— START OF ENTRIES —

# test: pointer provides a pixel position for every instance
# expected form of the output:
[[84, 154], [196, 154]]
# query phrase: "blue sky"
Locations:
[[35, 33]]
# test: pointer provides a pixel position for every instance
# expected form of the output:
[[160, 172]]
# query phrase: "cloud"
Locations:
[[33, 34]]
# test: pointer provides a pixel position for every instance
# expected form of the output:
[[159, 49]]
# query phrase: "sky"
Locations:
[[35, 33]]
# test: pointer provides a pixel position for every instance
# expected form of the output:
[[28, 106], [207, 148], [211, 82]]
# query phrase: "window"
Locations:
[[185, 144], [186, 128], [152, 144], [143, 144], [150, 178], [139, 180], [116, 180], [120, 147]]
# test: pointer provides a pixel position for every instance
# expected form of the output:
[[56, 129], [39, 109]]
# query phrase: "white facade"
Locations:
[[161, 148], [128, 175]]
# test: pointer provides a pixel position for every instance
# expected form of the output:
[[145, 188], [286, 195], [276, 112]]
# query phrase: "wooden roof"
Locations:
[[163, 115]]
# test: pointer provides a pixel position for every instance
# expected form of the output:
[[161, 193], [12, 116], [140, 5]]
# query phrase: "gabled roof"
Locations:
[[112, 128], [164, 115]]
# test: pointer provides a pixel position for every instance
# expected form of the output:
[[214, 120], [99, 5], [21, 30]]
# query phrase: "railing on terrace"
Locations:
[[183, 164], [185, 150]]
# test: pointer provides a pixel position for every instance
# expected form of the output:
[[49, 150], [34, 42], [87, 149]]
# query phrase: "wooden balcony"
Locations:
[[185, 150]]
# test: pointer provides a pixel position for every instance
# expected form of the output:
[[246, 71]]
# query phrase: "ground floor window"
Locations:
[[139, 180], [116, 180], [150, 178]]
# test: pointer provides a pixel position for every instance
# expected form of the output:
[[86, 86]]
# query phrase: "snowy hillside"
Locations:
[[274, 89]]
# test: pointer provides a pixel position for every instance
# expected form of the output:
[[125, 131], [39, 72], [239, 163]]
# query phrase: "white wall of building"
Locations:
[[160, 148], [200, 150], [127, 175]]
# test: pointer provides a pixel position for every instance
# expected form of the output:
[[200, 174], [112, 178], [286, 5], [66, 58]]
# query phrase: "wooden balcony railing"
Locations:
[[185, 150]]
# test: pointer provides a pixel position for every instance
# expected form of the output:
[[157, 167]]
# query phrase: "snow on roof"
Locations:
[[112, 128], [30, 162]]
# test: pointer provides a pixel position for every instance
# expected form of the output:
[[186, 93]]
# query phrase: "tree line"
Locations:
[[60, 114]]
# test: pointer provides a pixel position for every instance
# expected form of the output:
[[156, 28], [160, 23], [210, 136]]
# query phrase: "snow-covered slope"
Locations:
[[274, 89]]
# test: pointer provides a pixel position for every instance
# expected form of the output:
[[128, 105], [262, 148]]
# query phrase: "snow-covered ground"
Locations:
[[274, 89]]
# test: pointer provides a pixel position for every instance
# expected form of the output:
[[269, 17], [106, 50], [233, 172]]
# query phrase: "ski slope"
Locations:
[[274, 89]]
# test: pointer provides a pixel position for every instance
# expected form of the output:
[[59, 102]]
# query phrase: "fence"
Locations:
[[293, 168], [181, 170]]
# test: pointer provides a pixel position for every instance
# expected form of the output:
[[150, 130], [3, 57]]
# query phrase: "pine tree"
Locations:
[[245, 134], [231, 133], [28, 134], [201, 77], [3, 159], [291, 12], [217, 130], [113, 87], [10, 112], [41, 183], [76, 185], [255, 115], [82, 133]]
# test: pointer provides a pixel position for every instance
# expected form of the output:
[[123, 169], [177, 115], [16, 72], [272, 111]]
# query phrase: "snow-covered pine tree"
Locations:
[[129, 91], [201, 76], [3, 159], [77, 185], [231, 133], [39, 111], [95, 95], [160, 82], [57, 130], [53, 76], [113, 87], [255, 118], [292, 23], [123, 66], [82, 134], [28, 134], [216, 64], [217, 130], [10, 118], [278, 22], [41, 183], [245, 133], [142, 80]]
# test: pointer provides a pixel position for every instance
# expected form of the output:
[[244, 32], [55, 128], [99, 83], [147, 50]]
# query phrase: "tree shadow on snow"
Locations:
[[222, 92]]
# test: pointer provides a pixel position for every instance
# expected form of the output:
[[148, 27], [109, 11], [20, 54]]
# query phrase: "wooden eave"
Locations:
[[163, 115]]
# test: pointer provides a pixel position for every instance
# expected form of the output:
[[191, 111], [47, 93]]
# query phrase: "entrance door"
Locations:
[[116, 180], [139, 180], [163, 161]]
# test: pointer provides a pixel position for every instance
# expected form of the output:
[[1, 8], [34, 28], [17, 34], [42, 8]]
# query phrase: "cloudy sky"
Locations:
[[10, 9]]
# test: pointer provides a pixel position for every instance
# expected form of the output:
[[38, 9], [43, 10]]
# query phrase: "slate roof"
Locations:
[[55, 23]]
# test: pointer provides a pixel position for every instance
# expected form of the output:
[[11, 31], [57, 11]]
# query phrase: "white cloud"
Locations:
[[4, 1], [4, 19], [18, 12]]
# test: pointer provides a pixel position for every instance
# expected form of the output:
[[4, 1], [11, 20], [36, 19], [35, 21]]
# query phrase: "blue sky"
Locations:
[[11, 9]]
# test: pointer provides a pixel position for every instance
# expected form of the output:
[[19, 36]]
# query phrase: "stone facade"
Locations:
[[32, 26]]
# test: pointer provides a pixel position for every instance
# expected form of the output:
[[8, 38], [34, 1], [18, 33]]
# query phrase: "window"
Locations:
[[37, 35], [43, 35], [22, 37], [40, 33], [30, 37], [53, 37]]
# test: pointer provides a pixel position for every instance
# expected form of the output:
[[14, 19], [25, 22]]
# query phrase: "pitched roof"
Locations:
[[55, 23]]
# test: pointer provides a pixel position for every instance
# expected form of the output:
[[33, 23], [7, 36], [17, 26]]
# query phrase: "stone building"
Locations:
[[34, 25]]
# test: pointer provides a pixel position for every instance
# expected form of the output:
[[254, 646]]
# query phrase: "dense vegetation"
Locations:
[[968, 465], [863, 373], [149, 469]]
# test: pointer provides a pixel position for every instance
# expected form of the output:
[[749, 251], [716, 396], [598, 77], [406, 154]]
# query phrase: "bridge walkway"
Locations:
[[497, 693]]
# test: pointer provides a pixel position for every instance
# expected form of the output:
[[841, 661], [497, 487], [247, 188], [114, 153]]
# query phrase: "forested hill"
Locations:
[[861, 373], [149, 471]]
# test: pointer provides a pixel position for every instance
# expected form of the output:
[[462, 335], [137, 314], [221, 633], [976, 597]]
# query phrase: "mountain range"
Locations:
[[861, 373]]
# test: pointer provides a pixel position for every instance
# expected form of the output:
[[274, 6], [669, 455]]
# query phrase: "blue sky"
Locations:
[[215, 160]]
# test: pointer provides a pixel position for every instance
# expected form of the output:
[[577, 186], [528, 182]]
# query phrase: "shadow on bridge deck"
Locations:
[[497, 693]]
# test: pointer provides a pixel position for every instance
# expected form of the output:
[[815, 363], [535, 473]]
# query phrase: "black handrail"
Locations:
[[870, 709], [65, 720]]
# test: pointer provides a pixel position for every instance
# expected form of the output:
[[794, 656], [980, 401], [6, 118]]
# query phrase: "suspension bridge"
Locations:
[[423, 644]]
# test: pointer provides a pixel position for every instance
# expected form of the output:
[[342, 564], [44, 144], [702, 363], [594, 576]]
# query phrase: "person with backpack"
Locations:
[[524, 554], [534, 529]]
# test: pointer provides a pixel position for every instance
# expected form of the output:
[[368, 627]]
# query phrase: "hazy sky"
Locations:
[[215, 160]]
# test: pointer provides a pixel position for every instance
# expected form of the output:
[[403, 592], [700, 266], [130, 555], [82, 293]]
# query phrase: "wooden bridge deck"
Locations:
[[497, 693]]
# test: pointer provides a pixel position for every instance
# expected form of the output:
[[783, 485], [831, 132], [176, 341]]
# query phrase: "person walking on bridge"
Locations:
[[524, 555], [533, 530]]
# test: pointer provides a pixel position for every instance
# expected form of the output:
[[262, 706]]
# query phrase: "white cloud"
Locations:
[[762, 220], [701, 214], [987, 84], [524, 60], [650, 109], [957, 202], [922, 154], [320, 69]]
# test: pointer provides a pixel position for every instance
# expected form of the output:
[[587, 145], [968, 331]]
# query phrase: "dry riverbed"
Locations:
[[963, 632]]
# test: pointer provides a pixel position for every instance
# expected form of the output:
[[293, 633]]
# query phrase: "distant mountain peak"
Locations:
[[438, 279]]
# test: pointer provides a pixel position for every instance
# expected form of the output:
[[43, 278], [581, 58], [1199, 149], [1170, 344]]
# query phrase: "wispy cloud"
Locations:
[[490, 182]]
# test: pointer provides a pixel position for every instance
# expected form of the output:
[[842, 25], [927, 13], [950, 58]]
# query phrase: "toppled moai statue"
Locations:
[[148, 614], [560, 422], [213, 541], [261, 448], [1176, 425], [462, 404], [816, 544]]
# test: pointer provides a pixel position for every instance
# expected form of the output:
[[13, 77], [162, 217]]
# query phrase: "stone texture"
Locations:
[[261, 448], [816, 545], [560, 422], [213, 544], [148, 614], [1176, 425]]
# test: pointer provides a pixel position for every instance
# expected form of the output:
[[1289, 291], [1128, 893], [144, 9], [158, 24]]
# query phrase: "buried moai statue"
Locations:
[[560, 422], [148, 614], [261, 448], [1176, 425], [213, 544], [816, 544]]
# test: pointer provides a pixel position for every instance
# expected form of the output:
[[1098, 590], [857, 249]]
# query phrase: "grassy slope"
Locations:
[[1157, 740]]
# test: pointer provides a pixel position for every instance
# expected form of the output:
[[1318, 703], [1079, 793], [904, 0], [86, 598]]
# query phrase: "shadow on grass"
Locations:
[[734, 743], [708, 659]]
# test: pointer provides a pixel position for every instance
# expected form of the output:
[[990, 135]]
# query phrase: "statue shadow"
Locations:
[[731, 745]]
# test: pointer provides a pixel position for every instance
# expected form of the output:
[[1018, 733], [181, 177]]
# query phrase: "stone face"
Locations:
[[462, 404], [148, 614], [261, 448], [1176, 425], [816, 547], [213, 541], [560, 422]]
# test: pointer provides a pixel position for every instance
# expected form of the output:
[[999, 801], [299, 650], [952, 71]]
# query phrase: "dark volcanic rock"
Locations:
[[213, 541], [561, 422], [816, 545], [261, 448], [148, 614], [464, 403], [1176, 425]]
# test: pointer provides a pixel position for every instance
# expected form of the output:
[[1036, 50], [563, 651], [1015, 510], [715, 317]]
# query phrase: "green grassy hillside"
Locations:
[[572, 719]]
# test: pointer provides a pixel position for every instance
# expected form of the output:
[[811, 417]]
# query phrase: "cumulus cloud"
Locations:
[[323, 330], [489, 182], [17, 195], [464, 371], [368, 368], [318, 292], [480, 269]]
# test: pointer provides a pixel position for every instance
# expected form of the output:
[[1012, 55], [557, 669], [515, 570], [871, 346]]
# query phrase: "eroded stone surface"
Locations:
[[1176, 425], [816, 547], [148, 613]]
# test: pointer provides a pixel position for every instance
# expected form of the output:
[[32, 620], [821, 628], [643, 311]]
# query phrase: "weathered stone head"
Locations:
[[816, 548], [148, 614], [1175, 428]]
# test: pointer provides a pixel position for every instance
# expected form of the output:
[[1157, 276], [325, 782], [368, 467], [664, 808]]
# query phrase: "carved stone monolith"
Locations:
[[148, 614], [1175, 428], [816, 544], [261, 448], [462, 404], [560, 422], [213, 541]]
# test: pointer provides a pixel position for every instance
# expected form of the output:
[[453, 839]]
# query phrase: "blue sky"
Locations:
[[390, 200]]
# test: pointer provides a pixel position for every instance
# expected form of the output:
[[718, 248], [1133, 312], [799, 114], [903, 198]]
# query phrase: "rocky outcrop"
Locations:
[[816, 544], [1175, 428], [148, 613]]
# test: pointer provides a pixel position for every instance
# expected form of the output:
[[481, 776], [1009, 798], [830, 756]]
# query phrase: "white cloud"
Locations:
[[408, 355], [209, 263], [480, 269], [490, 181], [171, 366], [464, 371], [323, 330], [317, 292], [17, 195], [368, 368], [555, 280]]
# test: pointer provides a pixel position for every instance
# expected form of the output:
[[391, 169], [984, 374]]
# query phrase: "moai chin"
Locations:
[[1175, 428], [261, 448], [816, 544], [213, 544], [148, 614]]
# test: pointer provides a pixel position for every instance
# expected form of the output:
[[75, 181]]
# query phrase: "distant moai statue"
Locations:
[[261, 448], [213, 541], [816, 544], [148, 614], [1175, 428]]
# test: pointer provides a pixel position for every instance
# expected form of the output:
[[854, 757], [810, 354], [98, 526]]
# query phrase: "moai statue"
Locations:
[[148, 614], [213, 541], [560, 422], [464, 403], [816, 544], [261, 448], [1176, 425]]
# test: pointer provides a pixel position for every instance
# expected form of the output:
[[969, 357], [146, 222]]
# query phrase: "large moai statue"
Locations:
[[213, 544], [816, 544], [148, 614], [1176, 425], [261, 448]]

— END OF ENTRIES —

*WHAT TO DO*
Please rewrite the stretch from the start of the rows through the line that contains "[[139, 180], [116, 180], [150, 178]]", swapping "wooden" for "timber" and leaving everything else as it is.

*SOLUTION*
# test: pointer provides a pixel position for every instance
# expected form of the output:
[[84, 154], [196, 154]]
# query phrase: "blue sky"
Locations:
[[35, 33]]
# test: pointer provides a pixel position for every instance
# expected form of the output:
[[160, 172]]
# query phrase: "cloud"
Locations:
[[33, 34]]
# test: pointer provides a pixel position for every instance
# expected form of the output:
[[159, 49]]
# query phrase: "sky"
Locations:
[[35, 33]]
# test: pointer provides a pixel position for every instance
# expected form of the output:
[[28, 106], [207, 148], [211, 82]]
# query phrase: "window"
Locations:
[[185, 144], [186, 128], [152, 144], [143, 144], [150, 178], [139, 180], [116, 180], [120, 147]]
# test: pointer provides a pixel position for every instance
# expected form of the output:
[[56, 129], [39, 109]]
# query phrase: "white facade"
Locations:
[[161, 148], [128, 175]]
# test: pointer provides a pixel position for every instance
# expected form of the output:
[[145, 188], [286, 195], [276, 112]]
# query phrase: "timber roof"
Locations:
[[163, 115]]
# test: pointer provides a pixel position for every instance
# expected form of the output:
[[161, 193], [12, 116], [140, 5]]
# query phrase: "gabled roof"
Locations:
[[112, 128], [164, 115]]
# test: pointer provides a pixel position for every instance
# expected form of the output:
[[214, 120], [99, 5], [21, 30]]
# query phrase: "railing on terrace"
Locations:
[[183, 164], [185, 150]]
# test: pointer provides a pixel position for every instance
# expected form of the output:
[[49, 150], [34, 42], [87, 149]]
# query phrase: "timber balcony"
Locations:
[[185, 150]]
# test: pointer provides a pixel position for every instance
# expected form of the output:
[[246, 71]]
# query phrase: "ground floor window"
Locations:
[[139, 180], [116, 180], [150, 178]]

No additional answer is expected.